◆ What you have to do:
Word for word, reproduce the data that follows.

----- Provided records

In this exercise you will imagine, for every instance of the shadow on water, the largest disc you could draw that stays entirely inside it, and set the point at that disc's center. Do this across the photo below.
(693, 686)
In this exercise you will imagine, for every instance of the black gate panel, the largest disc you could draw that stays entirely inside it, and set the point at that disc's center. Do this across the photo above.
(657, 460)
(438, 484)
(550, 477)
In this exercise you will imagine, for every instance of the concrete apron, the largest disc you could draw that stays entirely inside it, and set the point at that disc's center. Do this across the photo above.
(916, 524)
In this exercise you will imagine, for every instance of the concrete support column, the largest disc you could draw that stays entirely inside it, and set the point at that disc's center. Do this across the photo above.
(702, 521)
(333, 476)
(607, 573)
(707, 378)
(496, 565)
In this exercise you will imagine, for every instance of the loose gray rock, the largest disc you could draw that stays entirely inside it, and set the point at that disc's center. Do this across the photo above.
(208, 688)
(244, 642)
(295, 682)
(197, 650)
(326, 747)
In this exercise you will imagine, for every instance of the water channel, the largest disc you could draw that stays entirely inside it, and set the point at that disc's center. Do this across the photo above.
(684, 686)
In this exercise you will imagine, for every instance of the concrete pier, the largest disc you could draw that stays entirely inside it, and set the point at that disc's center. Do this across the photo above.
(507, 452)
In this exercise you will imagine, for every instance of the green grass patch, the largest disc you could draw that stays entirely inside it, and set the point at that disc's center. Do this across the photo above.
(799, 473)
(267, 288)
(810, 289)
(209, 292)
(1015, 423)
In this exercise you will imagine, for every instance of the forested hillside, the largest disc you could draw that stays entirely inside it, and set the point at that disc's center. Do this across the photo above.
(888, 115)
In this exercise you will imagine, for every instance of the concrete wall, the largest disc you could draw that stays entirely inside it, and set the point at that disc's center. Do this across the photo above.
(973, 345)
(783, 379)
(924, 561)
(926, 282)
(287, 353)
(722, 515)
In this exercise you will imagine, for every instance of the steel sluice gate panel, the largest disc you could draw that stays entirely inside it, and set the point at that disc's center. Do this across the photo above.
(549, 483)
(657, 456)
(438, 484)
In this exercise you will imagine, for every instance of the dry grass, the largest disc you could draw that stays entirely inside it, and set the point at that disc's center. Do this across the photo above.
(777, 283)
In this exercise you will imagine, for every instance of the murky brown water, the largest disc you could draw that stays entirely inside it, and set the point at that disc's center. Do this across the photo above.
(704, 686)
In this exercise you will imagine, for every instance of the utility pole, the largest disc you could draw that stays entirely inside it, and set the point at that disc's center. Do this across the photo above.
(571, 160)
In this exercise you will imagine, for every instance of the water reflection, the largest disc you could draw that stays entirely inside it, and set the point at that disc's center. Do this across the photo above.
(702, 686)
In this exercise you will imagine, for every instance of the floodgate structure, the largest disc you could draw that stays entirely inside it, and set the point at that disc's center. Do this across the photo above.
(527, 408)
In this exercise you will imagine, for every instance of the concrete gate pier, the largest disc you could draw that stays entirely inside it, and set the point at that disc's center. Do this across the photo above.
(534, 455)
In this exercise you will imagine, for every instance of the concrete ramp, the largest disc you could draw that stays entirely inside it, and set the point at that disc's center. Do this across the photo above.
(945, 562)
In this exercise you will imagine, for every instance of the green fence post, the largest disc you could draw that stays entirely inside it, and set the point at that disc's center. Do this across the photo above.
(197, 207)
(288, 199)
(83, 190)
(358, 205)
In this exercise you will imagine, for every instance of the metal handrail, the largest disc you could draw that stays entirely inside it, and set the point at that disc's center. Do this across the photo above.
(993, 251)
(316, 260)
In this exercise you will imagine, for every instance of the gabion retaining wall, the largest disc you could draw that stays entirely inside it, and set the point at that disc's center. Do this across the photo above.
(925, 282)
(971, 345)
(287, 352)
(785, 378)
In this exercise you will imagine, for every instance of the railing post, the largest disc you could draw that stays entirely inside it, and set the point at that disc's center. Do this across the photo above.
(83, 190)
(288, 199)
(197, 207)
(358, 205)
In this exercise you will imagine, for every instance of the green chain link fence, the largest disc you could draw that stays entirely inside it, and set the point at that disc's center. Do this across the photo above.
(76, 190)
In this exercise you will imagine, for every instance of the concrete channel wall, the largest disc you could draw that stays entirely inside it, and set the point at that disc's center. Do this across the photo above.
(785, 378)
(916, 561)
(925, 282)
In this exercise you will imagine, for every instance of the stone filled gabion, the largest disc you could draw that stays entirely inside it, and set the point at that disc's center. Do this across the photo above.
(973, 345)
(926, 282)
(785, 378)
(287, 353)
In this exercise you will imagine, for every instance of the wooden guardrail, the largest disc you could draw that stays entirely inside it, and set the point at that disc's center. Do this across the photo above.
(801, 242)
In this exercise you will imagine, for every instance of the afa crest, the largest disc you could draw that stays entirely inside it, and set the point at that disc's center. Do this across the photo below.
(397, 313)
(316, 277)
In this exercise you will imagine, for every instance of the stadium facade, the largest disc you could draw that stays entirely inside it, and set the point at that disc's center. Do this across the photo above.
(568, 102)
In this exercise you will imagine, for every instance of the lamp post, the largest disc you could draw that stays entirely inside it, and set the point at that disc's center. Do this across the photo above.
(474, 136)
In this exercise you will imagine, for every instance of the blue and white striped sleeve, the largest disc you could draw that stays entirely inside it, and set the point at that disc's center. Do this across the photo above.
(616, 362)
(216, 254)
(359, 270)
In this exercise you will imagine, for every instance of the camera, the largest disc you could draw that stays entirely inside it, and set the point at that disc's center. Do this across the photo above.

----------

◆ Response to this exercise:
In this exercise you will imagine, for every instance of the shadow on water, the largest disc you could draw that stays entirely inside it, and set the point at that disc's center. Do this across the photo below.
(693, 686)
In this exercise you will imagine, for every instance of the black gate panel, the largest disc you could draw that stays entirely inside it, and set the point at that disc's center. Do this across the photo above.
(657, 460)
(438, 484)
(550, 477)
In this exercise you will imagine, for every instance of the concrete apron, the largest disc you could draw that stays entirely inside it, and set the point at that disc's center. Do this across the photo above.
(916, 524)
In this exercise you will imagine, for every instance of the concrete support column, the largest disc you could draw that stays entirely inside it, and set the point at that disc's center. Do this across the photo above.
(702, 521)
(333, 476)
(607, 573)
(707, 378)
(496, 565)
In this exercise you will imagine, for every instance of the loose gray rock, the largest disc you could draw that stays entirely inside it, and set the point at that disc's center. Do this across the photo above.
(208, 688)
(244, 642)
(295, 682)
(197, 650)
(326, 747)
In this exercise you will imagine, for every instance of the water channel, the largest disc you could draw that stays entirely inside it, and set the point at that disc's center. Do this across the photo above.
(684, 686)
In this exercise you will imagine, for every instance of the concrete pier, the largest disc you could draw that stays entirely inside it, and set the point at that disc's center. Do this across the photo above.
(507, 452)
In this exercise you will imagine, for every instance of the green grass patch, the largest disc you could draw that stays entirely inside it, and set the point at that disc's center. Do this across the photo above.
(799, 473)
(267, 288)
(810, 289)
(209, 292)
(1015, 423)
In this exercise you will imagine, for every instance of the forested hillside, the largest disc you could draw that stays entirely inside it, and set the point at that disc's center. Do this across the photo above.
(888, 115)
In this exercise you will imagine, for every instance of the concrete wall, the largest disc you could draw that stays entirely inside it, and set the point at that disc's center. Do this across the photo above.
(973, 345)
(783, 379)
(924, 561)
(926, 282)
(287, 353)
(722, 515)
In this exercise you will imagine, for every instance of the steel sluice gate panel, the largest disc you could draw that stays entirely inside it, and set the point at that disc's center. Do this across the photo above.
(549, 483)
(657, 456)
(438, 484)
In this exercise you will imagine, for every instance of the dry grass, the largest disc you could draw that stays entirely inside it, and set the point at that disc's center. Do this across the photo above.
(777, 283)
In this exercise you will imagine, for every instance of the murky brown water, the largest disc you could draw that stays entirely inside it, and set the point at that disc's center. Do this across the photo above.
(704, 686)
In this exercise you will imagine, for every instance of the utility pole, the largest disc you could draw that stays entirely inside it, and set the point at that disc's center. Do this across the photo above.
(571, 160)
In this exercise you will imagine, for every instance of the water reflection, the largest disc you could draw that stays entirely inside it, and set the point at that disc's center. Do this across the photo above.
(702, 686)
In this exercise you will imagine, for every instance of the floodgate structure, the largest disc you could draw that stays entirely inside it, and set the point at that disc's center. Do this across the photo above.
(527, 408)
In this exercise you will imagine, for every instance of the concrete gate pier, the largest disc you could draw that stays entirely inside it, and set the point at that disc's center. Do this across the photo above.
(534, 455)
In this exercise you will imagine, for every instance of the concrete ramp, the largest disc you could draw that stays entirely inside it, and set the point at that disc's center. Do this across the photo above.
(945, 562)
In this exercise you will imagine, for every instance of the green fence post, the largest disc you could draw that stays entirely inside it, and set the point at that disc's center. Do this across the photo above.
(197, 207)
(288, 199)
(83, 190)
(358, 205)
In this exercise you will imagine, for every instance of the metal handrail, the largest disc you could draw that stays entirely inside it, and set the point at that disc's center. Do this across the photo above.
(993, 251)
(316, 260)
In this exercise you will imagine, for every instance of the gabion retaining wall, the largest disc you could draw that stays entirely inside it, and set the point at that disc's center. Do this across the photo above.
(925, 282)
(971, 345)
(287, 352)
(785, 378)
In this exercise you will imagine, for every instance of the railing post, the largest disc you could draw that stays entirely inside it, and set the point at that disc's center. Do this across the photo above.
(83, 190)
(288, 199)
(197, 207)
(358, 205)
In this exercise you will imagine, for every instance of the green chain link fence, the largest disc you could draw that stays entirely inside it, and set the point at that disc's center. Do this across the photo above.
(76, 190)
In this exercise you will imagine, for every instance of the concrete channel wall, the largest disc you could draw that stays entirely inside it, and set the point at that disc's center. Do this across the photo above.
(785, 378)
(916, 561)
(925, 282)
In this exercise you will imagine, for every instance of the stone filled gabion, the largest disc you could draw that stays entirely inside it, and set the point at that disc's center. Do this across the photo above.
(973, 345)
(926, 282)
(785, 378)
(287, 353)
In this exercise you will imagine, for every instance of the wooden guardrail, the largest disc you could draw that stays entirely inside it, and set the point at that disc's center. Do this across the photo above.
(801, 242)
In this exercise you will imagine, for every instance of the afa crest, the largest disc you could draw that stays entirely inside it, and set the point at that disc's center. Do this across the photo below.
(397, 313)
(316, 277)
In this exercise you will imagine, for every instance of the stadium facade, the largest disc you could draw that stays entirely inside it, and set the point at that disc's center. Do this across the photo above.
(568, 102)
In this exercise you will imagine, for every instance of the lamp post, the largest disc you could draw that stays entirely inside it, and set the point at that disc's center. Do this across the photo above.
(474, 136)
In this exercise you will imagine, for every instance of the blue and white striped sleeve, the largest disc you could draw that stays entirely inside it, and set the point at that disc's center. Do this across the photo above.
(616, 362)
(216, 254)
(359, 270)
In this exercise you will imagine, for every instance of the camera, the largest disc you could draw that stays entirely inside it, and set the point at that disc's center. Do this across the photo above.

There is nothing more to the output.